§ THE TASK
In the passage about the shadow self below, list everything it names as causing you to sort who you are into categories of good and bad.

--- Start of TEXT BLOCK ---

Updated: Apr 4
Your opinion of me has nothing to do with me, that is about you and NONE of my business. How does that sit with you? Do you feel attacked? Does it feel personal? That's because it is, very personal.
Additionally, my idea of who you are, is simply a reflection of me. How does that idea feel? Less weighty? They are the same, just a shift of perspective. We are mirrors to each other. What sets me off in what you say and your behavior, is about me. And vis versa. What a lesson.
You know that person that makes you so irritated? Irks you? Really triggers deep feelings inside of you? They can sometimes even create a reaction from you that you don't often show. That person is showing you where you need to bring your attention to within yourself. They are mirroring your shadow self. They are gifting you the opportunity to turn inward and love yourself. Wild, right? and uncomfortable.
Your shadow self is a part of you that has become separated from your conscious mind. As you become aware of yourself from an early age shame, trauma and/or fear cause you to place who you are into categories of good and bad. The "bad" are undesirable aspects of yourself that you have learned aren't acceptable causing you to hide them and not allow others to see that vulnerability and imperfectness. That you aren't safe if these are shown to the world.

--- End of TEXT BLOCK ---
--- Start of EXTRACTED RECORDS ---

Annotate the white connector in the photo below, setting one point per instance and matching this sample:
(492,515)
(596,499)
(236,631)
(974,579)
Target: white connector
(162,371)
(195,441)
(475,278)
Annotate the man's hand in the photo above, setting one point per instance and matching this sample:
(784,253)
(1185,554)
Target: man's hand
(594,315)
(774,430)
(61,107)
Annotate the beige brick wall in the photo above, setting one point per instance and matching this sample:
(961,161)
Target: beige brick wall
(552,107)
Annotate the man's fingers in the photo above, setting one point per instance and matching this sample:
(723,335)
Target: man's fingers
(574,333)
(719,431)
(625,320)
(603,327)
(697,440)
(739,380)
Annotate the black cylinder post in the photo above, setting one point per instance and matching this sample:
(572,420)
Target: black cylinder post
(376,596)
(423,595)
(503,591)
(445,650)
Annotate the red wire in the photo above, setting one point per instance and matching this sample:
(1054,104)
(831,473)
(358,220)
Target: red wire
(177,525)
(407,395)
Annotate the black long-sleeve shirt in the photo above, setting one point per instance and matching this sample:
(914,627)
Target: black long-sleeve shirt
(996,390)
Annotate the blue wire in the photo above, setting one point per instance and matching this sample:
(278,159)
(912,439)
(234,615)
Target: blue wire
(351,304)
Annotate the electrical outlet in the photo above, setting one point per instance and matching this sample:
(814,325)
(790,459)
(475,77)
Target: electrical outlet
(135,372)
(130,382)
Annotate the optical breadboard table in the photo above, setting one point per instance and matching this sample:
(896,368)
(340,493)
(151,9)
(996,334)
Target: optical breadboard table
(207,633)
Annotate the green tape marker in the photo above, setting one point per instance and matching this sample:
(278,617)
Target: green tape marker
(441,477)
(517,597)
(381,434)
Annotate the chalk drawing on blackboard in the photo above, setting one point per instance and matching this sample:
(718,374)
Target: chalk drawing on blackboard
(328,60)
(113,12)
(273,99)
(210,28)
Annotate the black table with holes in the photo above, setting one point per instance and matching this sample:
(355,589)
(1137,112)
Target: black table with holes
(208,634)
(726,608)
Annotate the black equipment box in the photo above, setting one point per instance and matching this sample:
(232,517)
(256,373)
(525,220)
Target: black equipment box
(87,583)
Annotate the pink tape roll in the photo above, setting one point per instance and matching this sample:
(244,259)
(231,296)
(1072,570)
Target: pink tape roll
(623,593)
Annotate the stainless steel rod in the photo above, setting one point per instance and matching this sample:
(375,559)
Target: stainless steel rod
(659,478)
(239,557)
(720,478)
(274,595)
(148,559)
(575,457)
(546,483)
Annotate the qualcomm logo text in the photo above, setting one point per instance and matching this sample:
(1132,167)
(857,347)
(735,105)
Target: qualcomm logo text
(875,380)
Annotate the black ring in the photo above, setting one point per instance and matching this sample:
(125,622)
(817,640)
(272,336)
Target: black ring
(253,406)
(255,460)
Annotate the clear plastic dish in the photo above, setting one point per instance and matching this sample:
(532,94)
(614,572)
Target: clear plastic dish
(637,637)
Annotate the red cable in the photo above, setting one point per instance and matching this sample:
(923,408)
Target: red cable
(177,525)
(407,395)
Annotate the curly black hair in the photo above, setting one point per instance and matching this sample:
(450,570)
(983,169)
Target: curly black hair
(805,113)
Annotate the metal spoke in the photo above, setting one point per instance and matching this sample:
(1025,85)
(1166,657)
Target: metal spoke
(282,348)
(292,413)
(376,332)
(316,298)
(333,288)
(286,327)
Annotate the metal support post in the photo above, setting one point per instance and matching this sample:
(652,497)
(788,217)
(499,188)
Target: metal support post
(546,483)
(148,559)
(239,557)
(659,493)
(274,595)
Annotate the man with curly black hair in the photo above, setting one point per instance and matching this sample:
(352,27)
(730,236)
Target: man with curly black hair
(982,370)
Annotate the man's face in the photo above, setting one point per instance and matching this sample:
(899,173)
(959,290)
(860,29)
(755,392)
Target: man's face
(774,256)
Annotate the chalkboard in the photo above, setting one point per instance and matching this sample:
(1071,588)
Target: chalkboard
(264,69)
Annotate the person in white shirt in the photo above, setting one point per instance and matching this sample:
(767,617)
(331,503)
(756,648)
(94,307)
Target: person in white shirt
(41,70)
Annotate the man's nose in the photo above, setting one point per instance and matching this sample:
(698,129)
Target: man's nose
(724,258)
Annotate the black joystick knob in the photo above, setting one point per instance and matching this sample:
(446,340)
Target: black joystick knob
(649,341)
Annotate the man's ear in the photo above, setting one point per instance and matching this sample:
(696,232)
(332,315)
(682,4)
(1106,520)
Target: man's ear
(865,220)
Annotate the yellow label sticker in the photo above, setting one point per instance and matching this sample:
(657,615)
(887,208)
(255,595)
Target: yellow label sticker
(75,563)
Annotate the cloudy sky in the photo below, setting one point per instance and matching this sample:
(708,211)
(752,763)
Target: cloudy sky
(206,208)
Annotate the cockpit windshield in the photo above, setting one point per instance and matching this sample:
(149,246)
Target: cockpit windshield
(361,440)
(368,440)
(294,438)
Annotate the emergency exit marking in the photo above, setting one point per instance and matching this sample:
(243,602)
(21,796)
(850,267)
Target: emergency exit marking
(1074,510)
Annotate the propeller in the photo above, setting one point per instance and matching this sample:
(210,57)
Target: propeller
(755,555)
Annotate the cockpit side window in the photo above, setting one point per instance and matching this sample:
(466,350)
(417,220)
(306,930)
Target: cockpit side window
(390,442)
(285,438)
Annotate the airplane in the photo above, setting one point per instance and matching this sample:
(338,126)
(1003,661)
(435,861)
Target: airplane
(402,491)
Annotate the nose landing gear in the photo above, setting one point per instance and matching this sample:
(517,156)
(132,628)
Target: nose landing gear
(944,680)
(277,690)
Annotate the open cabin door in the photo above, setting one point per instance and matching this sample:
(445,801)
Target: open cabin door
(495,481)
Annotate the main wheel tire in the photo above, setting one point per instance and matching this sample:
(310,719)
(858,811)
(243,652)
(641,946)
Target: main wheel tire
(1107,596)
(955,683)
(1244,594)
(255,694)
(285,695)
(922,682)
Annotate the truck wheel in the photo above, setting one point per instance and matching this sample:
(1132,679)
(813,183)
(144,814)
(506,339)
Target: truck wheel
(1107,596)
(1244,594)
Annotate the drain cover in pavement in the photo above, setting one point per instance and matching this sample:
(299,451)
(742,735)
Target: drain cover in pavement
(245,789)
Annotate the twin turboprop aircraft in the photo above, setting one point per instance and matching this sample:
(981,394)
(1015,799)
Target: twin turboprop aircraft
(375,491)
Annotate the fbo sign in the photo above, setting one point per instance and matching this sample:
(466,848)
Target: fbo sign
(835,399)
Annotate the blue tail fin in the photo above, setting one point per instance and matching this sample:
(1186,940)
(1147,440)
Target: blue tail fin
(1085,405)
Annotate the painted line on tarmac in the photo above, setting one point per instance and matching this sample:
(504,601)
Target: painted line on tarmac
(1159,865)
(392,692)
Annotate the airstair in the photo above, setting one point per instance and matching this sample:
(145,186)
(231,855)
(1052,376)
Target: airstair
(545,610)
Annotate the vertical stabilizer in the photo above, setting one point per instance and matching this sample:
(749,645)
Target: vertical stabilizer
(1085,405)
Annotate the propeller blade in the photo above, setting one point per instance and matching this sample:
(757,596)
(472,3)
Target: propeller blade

--- End of EXTRACTED RECORDS ---

§ FULL ANSWER
- Shame
- Trauma
- Fear